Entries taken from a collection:
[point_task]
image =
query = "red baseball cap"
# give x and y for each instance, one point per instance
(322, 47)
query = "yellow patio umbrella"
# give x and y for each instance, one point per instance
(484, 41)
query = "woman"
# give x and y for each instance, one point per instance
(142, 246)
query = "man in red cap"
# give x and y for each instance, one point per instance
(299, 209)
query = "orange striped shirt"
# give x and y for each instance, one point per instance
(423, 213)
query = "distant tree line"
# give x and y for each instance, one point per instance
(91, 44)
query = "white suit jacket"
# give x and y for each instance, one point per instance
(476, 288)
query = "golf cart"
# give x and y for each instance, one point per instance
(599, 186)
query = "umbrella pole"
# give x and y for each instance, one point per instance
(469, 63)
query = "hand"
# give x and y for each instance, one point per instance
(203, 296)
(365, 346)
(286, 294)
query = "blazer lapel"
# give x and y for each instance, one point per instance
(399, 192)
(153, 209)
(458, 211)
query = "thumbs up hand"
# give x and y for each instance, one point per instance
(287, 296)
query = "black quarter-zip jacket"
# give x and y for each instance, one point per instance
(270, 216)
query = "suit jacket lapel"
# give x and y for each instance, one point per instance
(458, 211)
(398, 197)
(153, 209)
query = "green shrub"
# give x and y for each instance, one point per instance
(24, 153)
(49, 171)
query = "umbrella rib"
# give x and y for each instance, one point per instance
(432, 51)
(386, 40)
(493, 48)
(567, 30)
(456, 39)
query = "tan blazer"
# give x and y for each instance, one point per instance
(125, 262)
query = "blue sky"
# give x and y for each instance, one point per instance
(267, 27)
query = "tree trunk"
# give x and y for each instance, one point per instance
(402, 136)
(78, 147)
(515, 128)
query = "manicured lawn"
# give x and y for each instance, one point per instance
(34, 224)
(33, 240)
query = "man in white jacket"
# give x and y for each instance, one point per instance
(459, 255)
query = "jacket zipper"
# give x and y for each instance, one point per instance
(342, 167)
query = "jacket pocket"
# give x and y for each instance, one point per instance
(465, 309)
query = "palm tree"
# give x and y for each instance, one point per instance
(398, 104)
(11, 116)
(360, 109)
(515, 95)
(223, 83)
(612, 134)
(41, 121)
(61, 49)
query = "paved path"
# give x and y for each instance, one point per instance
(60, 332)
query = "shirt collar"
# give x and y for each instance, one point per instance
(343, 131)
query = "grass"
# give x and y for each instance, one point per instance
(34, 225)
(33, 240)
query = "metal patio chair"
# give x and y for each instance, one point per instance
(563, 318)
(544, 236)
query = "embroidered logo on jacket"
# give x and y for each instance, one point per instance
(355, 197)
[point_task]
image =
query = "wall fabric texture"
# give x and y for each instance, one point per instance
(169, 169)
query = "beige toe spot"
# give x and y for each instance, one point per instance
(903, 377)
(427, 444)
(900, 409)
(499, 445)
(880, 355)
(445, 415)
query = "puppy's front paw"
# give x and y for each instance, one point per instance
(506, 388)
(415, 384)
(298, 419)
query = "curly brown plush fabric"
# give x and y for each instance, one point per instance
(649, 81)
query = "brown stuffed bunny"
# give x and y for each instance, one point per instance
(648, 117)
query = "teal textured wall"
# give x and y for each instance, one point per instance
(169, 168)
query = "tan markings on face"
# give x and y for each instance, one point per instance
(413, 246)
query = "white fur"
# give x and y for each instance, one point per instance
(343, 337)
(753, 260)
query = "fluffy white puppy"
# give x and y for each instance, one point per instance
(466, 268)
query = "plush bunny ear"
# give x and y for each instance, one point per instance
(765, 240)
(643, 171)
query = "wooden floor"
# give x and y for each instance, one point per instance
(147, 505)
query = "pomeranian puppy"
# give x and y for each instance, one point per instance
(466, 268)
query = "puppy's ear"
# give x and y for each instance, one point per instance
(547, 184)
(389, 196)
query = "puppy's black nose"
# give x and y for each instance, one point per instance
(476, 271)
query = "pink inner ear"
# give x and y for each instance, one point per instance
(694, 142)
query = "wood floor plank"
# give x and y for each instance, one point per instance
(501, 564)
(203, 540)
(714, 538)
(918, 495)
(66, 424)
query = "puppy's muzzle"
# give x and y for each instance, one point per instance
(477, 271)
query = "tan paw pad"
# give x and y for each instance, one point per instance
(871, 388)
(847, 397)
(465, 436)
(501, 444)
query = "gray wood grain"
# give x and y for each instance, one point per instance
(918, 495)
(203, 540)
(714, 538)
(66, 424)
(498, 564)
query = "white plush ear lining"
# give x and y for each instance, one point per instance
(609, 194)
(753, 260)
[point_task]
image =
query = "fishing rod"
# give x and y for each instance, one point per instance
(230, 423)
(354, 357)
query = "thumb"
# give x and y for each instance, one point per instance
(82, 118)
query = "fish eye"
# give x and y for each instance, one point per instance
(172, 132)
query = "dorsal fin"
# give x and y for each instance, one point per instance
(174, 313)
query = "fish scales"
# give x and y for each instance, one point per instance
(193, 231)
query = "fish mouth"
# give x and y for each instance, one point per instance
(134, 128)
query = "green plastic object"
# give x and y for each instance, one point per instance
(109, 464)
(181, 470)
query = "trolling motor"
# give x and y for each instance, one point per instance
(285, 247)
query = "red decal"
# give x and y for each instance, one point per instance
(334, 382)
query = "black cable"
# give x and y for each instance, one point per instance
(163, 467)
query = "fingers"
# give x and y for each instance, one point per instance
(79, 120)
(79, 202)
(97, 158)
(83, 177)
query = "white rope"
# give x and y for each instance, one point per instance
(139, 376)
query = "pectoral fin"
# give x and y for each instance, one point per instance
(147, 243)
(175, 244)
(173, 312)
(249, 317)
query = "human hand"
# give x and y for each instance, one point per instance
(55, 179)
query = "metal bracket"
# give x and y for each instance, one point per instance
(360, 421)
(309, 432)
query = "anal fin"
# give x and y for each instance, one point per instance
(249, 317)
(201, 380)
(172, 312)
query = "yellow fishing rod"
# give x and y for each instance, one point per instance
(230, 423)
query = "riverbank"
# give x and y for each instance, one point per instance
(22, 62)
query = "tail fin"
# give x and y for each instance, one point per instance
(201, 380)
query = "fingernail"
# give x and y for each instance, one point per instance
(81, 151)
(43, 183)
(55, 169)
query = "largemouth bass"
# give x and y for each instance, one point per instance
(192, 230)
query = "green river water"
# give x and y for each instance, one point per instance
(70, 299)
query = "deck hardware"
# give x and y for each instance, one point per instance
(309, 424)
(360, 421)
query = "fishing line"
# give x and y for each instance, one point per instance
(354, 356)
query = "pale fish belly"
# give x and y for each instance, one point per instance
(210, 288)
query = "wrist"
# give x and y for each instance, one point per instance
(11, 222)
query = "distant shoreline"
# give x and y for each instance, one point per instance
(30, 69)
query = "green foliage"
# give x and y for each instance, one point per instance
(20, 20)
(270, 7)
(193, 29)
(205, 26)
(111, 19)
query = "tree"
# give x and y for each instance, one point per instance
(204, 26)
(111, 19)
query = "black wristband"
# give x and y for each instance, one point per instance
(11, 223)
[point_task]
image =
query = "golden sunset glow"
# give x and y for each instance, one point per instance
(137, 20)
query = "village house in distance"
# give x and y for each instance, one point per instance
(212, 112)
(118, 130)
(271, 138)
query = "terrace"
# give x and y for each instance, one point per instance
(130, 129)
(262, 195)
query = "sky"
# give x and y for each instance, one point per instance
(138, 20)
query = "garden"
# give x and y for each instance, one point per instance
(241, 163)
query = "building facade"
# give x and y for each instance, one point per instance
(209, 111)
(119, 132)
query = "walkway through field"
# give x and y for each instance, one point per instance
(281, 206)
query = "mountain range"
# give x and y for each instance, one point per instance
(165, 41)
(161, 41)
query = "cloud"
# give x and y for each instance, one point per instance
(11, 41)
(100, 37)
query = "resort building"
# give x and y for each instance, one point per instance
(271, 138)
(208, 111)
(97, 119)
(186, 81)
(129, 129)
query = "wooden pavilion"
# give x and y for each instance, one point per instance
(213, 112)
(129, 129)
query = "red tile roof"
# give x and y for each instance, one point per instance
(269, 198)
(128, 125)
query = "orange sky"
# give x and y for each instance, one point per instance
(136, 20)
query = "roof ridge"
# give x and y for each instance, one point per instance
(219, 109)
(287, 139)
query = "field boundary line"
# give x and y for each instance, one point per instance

> WHAT IS REQUIRED
Go through the entries and copy every line that has "fishing".

> OUTPUT BELOW
query = "fishing rod"
query = "yellow fishing rod"
query = "fishing line"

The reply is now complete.